DIRECTION. Report, copied in full, every line of the items below that contains the word "wall".

TASK INPUTS.
********************

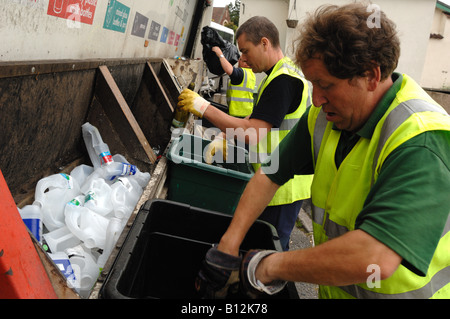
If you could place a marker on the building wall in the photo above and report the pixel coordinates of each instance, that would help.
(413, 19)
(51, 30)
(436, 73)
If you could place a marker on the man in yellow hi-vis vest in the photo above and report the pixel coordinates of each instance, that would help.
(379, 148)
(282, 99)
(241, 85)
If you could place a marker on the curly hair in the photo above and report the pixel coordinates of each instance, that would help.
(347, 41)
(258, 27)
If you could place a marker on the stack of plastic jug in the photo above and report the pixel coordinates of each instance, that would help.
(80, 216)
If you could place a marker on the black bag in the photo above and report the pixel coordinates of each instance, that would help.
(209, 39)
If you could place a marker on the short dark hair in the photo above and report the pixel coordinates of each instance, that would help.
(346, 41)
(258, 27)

********************

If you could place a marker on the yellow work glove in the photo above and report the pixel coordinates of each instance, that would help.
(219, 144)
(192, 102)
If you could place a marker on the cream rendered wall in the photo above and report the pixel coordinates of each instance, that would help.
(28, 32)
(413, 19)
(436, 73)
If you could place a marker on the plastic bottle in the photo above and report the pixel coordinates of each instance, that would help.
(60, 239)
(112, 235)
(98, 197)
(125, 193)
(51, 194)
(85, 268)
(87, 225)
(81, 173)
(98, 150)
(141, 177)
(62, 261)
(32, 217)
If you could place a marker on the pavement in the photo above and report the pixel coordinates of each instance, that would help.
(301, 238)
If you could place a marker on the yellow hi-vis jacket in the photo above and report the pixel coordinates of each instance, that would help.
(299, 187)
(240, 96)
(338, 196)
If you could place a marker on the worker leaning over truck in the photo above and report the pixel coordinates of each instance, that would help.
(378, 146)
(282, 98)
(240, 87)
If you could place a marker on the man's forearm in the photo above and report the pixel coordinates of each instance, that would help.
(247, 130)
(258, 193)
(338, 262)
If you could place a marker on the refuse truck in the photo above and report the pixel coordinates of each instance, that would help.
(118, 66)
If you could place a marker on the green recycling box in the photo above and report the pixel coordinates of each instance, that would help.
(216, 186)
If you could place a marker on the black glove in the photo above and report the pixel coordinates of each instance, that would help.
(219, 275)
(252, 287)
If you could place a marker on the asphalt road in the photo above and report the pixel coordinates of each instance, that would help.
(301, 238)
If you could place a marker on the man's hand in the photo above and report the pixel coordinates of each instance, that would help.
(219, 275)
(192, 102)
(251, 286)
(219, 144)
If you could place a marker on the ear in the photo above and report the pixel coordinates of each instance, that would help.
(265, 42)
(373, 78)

********************

THE ANSWER.
If you could place a marker on the building wall in the photo above and report the pixel coordinates of each instance, that would help.
If you could place a marker on the cream rendered wall in the photo above and report the pixel coordinates of each instance, that would help.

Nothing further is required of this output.